● **WHAT TO DO**: Without including any image, retype the records word for word.

● **RECORDS FOR THIS TASK**:

╔══

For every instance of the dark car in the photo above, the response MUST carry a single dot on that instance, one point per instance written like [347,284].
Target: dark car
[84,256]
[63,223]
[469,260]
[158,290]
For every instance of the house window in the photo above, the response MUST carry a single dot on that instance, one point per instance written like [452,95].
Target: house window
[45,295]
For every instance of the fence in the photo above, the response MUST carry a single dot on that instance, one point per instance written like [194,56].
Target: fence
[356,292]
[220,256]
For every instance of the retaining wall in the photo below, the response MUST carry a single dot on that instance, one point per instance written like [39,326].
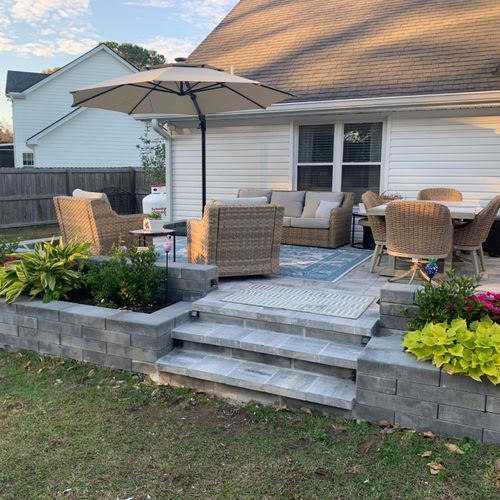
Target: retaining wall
[109,337]
[395,386]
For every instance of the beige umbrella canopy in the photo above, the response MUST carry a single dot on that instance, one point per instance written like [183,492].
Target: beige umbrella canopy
[180,89]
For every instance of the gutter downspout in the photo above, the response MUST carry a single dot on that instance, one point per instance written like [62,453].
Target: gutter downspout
[167,135]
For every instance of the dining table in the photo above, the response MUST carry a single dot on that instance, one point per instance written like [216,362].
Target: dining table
[465,211]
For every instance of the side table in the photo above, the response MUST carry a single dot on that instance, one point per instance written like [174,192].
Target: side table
[143,235]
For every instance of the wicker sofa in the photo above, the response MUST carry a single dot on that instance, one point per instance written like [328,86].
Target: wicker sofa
[94,221]
[240,240]
[301,226]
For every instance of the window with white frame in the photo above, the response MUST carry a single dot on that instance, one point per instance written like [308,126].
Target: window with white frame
[358,165]
[28,160]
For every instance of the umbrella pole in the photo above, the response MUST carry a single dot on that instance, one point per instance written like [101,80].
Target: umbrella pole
[203,128]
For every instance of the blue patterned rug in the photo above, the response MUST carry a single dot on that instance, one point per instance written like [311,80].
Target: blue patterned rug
[310,263]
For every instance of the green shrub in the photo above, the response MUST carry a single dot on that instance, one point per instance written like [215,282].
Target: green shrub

╚══

● **ANSWER**:
For every instance of the dark car in the photo above, the response MUST carry a single dot on that instance, one point per instance written like [347,284].
Target: dark car
[84,256]
[63,223]
[469,260]
[158,290]
For every instance of the house window in the photo above, the response MUST carry a single dot on that instance, one point per instance written like [452,95].
Target: house window
[45,295]
For every instance of the fence in the photo above, the response MUST carry a single dot on that instance, one point per instance written like [194,56].
Target: fence
[356,292]
[220,256]
For every instance of the retaining wall in the photo below, the response MUST carry a single dot on that instance, one point per instance written like [39,326].
Target: retaining wall
[109,337]
[395,386]
For every instance of the beige umbrella canopy in the photo above, the response MUST carry a single dot on that instance, one point per instance written like [183,492].
Target: beige umbrella canopy
[180,89]
For every instance of the gutter downspout in the photo above, the response MUST carry a single dot on that instance, one point per instance written like [62,453].
Target: gutter downspout
[167,135]
For every instance of the dining table in the photo above, the response MUST carry a single dot on that instance, one point per instance written like [216,362].
Target: dining table
[465,211]
For every instance of the side table in the photo above, the response MUST carry a single dot on that instance, one point per instance written like [174,192].
Target: side table
[143,235]
For every instance of the wicker sofa in the photo above, the response MUST carry a single dot on that instance, one point per instance written like [328,86].
Target: wicker sofa
[94,221]
[240,240]
[301,226]
For every instance of the window with white frame in the photo above, the response MUST carry a single dot on that instance, one point per instance written like [308,126].
Target: window with white frame
[358,165]
[28,160]
For every instance of the umbrella pole in the photo above, the response MUST carry a single dot on that instance, one point per instance written like [101,80].
Target: umbrella pole
[203,128]
For every instance of the blue patterned rug in the photo above, the response MUST carry a single dot on that instance, one point per instance written like [311,80].
Target: blue patterned rug
[310,263]
For every instance of the green shrub in the photo above, the response MUST carry a single dot on that instance, one point per instance written like [215,282].
Target: green shrub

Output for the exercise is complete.